Re: Re. Separating Sheep from Goats!

Carl W. Conrad (cwconrad@artsci.wustl.edu)
Sat, 25 Jan 1997 17:28:33 -0600

At 2:47 PM -0600 1/25/97, Eric Weiss wrote:
>I sought an allusion to the Old Testament for this passage, and Matthew
>25:31ff, despite the problems this interpretation might raise, seems to
>be very closely related to Joel 3:1-3 - the gathering of the nations for
>judgment for how they have treated God's people. When Jesus calls the
>persecuted here his "brothers," he seems to be referring either to the
>Jewish people's treatment by the gentiles/nations, or his community of
>believers' treatment by the unbelievers (Jewish and Gentile?) - I don't
>see Jesus identifying himself here with all the poor and oppressed of
>the world. I know many rescue missions and jail ministries, etc., use
>Matthew 25:31ff as the basis for their ministry, but I think they are
>contextually in error to do so.

================================

- REQUIRED TASK 1: In the message on separating sheep from goats, which Old Testament passage does Eric Weiss say seems very closely related to Matthew 25:31ff?
- REQUIRED TASK 2: Write the next part of the message on separating sheep from goats, starting right after its final quoted sentence.
The entries have no connection to the message on separating sheep from goats.

- MATERIAL PROVIDED:
================================

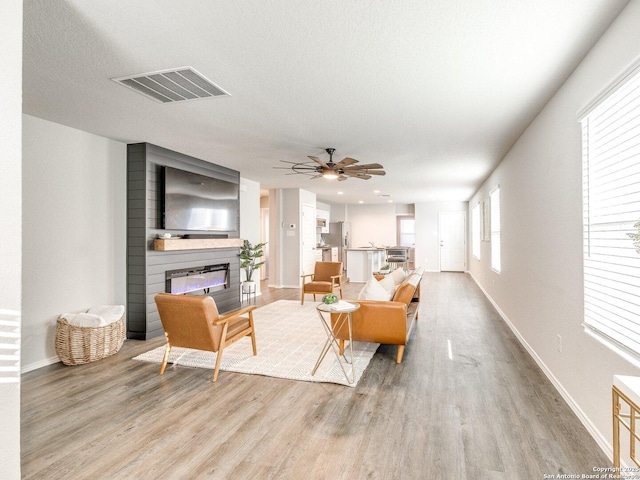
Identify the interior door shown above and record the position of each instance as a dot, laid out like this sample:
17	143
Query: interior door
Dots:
453	241
308	238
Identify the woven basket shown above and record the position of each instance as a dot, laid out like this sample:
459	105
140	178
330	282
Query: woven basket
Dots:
77	345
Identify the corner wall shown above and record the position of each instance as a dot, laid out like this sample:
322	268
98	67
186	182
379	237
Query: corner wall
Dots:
540	291
10	219
74	229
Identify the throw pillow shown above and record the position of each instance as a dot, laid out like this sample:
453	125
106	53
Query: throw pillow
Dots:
398	275
372	290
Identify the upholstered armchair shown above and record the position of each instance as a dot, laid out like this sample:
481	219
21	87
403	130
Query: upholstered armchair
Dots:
194	322
327	276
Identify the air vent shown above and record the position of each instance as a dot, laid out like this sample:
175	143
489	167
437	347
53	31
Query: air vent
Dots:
174	85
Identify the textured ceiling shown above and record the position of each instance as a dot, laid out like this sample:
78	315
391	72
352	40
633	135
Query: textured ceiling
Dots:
436	91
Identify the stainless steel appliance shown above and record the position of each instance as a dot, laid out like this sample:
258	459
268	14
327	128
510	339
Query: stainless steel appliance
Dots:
398	257
339	236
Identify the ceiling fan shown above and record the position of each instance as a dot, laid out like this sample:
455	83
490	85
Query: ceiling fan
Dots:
342	170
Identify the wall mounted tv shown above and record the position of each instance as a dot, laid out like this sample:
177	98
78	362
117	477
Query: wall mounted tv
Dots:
199	202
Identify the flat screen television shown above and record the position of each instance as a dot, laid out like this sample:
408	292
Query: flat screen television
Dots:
198	202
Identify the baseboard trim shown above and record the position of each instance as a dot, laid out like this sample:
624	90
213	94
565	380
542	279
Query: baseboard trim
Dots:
39	364
600	439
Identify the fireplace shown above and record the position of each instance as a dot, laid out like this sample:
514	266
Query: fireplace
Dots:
209	278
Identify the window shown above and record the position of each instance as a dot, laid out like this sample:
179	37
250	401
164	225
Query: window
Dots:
475	231
611	208
494	198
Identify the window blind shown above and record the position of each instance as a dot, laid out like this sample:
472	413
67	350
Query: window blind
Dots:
475	231
611	208
494	198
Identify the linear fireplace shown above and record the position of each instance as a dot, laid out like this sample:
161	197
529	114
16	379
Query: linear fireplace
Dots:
209	278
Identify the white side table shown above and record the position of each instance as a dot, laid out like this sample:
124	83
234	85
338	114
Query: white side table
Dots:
626	413
344	310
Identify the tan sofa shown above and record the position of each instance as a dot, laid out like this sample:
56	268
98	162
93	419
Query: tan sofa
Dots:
388	322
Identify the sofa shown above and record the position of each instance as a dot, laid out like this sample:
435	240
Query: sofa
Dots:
385	321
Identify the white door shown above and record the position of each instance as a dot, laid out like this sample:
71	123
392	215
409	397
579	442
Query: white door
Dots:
453	241
308	238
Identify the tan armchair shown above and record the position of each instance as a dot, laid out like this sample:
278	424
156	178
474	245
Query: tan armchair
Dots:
194	322
325	278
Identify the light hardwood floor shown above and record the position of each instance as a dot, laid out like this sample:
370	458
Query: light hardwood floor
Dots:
467	402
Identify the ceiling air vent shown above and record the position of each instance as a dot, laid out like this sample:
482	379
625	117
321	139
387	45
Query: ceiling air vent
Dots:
173	85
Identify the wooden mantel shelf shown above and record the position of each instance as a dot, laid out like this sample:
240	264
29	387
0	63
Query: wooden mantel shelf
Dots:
170	244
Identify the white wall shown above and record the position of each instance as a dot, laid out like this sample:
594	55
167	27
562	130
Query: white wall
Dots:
250	218
539	290
74	229
427	232
372	223
10	220
285	209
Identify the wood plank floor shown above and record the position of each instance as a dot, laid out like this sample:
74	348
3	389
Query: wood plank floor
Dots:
466	403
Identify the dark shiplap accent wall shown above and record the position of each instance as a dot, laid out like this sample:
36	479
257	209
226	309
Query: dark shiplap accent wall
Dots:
145	266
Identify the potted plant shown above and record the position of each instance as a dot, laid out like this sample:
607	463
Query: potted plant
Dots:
250	261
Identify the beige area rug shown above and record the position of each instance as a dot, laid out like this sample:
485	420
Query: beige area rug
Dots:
289	337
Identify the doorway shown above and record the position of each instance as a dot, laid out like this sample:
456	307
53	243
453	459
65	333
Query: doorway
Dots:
308	238
453	241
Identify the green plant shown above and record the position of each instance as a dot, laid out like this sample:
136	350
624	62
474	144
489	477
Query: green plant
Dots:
249	258
636	237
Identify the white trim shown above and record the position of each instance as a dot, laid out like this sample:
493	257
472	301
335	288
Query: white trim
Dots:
39	364
616	347
600	439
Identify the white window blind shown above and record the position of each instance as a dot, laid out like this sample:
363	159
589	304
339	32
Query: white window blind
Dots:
494	198
475	231
611	207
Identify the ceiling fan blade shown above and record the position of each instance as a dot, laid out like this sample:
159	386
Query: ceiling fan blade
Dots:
367	166
345	162
318	161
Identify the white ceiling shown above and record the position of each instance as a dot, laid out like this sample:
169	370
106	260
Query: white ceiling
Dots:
437	91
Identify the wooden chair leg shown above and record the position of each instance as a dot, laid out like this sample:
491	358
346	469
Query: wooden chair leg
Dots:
223	339
253	334
165	359
400	353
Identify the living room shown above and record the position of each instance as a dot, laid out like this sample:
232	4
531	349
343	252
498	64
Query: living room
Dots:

================================

- EXERCISE RESPONSE 1: Joel 3:1-3

- EXERCISE RESPONSE 2:
While this may indeed be the way Matthew intended this to be understood, I
think you ought to consider whether Matthew stands alone in the canon,
whether Gal 3:26-28 and the Lucan parable of the Good Samaritan have any
bearing on how you understand Mt 25. And are you prepared to take equally
seriously what Jesus says in Mt 5:17-20 about the permanence of the Mosaic
Law (in this world-age, at least)? I still think, moreover, that the
question is real and important whether this eschatological teaching about
Last Judgment represents the teaching of Jesus directly or through the
filtration of Matthew's redaction.

I'm not proposing any answers here; I'm only expressing a view that the
canon of the NT is larger than any one part of it and that there may well
be a number of factors involved in interpreting any one part.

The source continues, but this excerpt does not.